### Quoted text
———

This is a busy trip for me. I work in the development of online professional development courses. I have three to discuss that are at critical points in their development. I have back-to-back meetings for three and a half days.

Some of our courses are just-the-facts-ma’am courses, but some are designed to affect social behavior. I’ve done the fact-based courses for many years. Behavior-based courses are new, in a way. It’s not that we haven’t covered topics like this before. It’s just that we are aiming at raising the level of student outcomes.

I’ve been interested in this type of learning for a long time, going back to when my boys were in grade school and beyond. It was a focus of a number of papers I wrote in my recent masters in education program.

The aim of behavior-based training is to get you to do something, to change your behavior. It’s not enough to get you to pass a test on the subject.

———

### Supplied entries
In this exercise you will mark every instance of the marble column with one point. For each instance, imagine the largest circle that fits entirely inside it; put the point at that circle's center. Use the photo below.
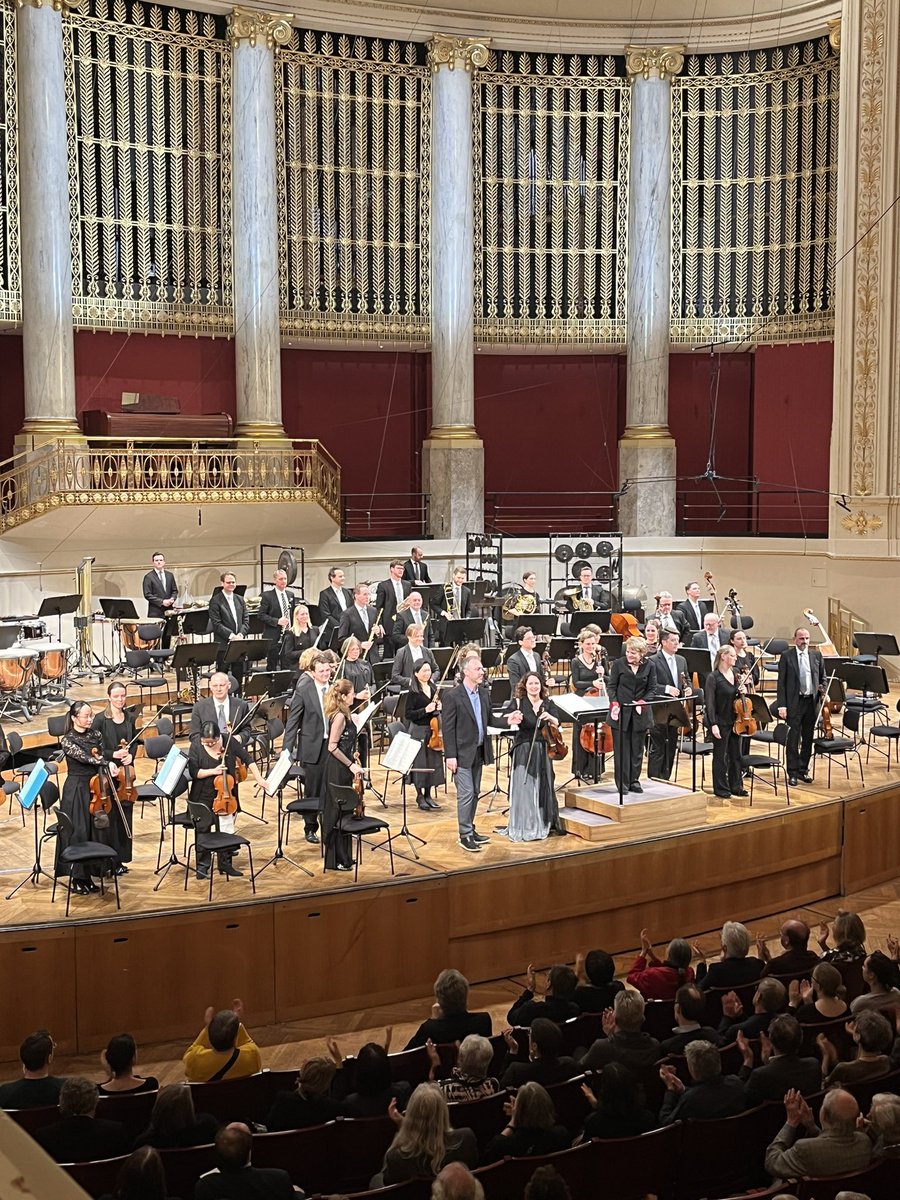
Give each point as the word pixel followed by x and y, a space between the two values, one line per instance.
pixel 454 457
pixel 647 450
pixel 47 341
pixel 257 331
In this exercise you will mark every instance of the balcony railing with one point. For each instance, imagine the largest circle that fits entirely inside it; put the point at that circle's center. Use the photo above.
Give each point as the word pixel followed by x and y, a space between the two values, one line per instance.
pixel 156 471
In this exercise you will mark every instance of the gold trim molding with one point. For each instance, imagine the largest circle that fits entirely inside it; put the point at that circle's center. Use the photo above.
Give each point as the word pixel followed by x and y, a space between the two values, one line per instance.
pixel 447 51
pixel 643 60
pixel 251 25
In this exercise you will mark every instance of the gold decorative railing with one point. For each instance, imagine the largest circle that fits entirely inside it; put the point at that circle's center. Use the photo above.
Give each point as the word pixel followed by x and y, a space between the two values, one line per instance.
pixel 144 471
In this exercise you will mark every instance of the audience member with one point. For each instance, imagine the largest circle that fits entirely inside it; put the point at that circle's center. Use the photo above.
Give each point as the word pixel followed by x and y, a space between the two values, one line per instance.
pixel 769 999
pixel 223 1049
pixel 468 1080
pixel 618 1108
pixel 690 1008
pixel 78 1137
pixel 709 1095
pixel 625 1041
pixel 119 1059
pixel 310 1103
pixel 799 1149
pixel 545 1065
pixel 798 959
pixel 425 1140
pixel 735 969
pixel 533 1127
pixel 597 983
pixel 783 1068
pixel 37 1089
pixel 661 981
pixel 874 1036
pixel 820 1000
pixel 234 1179
pixel 558 1002
pixel 450 1019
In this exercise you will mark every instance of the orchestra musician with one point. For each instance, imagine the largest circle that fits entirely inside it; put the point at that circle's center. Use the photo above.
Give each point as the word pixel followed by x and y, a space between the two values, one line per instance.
pixel 115 725
pixel 631 684
pixel 160 592
pixel 276 607
pixel 229 622
pixel 423 705
pixel 415 569
pixel 801 681
pixel 533 809
pixel 721 689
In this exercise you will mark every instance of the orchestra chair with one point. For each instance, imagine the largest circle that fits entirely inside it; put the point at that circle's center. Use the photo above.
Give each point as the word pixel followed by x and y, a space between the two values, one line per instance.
pixel 202 817
pixel 82 852
pixel 841 747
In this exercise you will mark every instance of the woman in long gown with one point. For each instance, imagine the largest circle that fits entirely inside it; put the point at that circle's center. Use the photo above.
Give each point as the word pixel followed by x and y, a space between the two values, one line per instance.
pixel 533 810
pixel 340 768
pixel 423 703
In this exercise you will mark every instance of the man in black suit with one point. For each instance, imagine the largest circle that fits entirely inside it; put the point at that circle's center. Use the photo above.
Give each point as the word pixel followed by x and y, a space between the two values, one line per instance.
pixel 276 607
pixel 467 745
pixel 229 622
pixel 160 592
pixel 801 681
pixel 306 733
pixel 79 1137
pixel 415 569
pixel 671 671
pixel 235 1179
pixel 693 609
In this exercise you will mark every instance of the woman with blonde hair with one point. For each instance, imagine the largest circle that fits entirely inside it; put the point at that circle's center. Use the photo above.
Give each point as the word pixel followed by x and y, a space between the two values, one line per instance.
pixel 425 1140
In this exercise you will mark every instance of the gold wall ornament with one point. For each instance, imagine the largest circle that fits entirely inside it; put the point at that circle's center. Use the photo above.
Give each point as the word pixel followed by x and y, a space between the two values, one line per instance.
pixel 862 522
pixel 252 25
pixel 643 60
pixel 445 51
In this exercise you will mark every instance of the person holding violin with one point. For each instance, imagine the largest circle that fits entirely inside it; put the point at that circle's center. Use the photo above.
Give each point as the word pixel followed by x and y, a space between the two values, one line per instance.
pixel 84 761
pixel 424 725
pixel 533 810
pixel 216 765
pixel 340 768
pixel 723 689
pixel 115 726
pixel 588 675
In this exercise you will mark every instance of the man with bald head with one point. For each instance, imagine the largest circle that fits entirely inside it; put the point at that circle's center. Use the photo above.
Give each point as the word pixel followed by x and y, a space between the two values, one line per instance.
pixel 797 960
pixel 802 1149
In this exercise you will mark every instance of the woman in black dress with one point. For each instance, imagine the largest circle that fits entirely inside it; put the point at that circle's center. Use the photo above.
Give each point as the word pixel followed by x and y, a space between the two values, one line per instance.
pixel 115 725
pixel 721 690
pixel 82 765
pixel 633 683
pixel 423 705
pixel 340 768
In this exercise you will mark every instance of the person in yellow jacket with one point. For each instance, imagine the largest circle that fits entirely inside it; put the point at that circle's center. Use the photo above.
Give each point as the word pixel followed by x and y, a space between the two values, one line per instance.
pixel 223 1049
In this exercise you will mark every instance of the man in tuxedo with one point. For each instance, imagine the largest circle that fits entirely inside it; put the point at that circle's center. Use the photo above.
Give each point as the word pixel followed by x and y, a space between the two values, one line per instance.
pixel 467 745
pixel 671 671
pixel 693 609
pixel 801 681
pixel 306 733
pixel 415 569
pixel 276 609
pixel 160 592
pixel 390 593
pixel 335 599
pixel 359 621
pixel 414 615
pixel 229 622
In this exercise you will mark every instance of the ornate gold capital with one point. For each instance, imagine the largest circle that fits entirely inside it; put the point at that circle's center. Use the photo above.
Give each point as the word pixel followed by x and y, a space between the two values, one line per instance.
pixel 445 51
pixel 641 60
pixel 251 25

———

### Exercises to complete
**a.** Echo the rows word for word, starting with their first line and going on through the line with "pixel 257 331", and omit the picture from your copy.
**b.** Write what follows in the passage about developing behavior-based online courses, picking up after its last sentence.
The passage about online training courses has no connection to the rows after it.

### Outputs in order
**a.**
In this exercise you will mark every instance of the marble column with one point. For each instance, imagine the largest circle that fits entirely inside it; put the point at that circle's center. Use the photo below.
Give each point as the word pixel followed by x and y, a space between the two values, one line per instance.
pixel 454 457
pixel 647 450
pixel 47 341
pixel 257 331

**b.**
Most of our social behavior is learned without formal training. We learn to communicate and to interact with people in our families. When my boys were in school, I urged the school administration to adopt a program of problem solving and conflict resolution in an effort to combat bullying and support teamwork. I was is an influential position to put something like this in place, considering that I was president of the local school council.

But the reaction to the proposal was that we all learn things like these in our families and not from schools. The proposal died. Behavior education is definitely not popular at the elementary school level.

Not all organizations feel that way. Our armed forces do tons of behavior training. Many businesses do, too. Evidently, the skills we learn from our families only get us part of the way there.

The interesting question for me, then, is how best to accomplish this.

When I say that what we learn from our families is not enough, I’m not saying that this type of learning is worthless. Far from it! Being able to navigate a world of social relationships is not trivial. So it is worth thinking about (and reading about or conducting your own studies about) how this happens. One element of this type of unconscious training is repetition and feedback.

This becomes a challenge for a person designing explicit behavioral training. Small children are immersed in the social fabric and exposed to repetition and feedback their entire waking days. Few trainers of adults have this type of access to their students. Only some military basic training and some language immersion programs come close.

I have some ideas about this, but I’ll write about that some other time.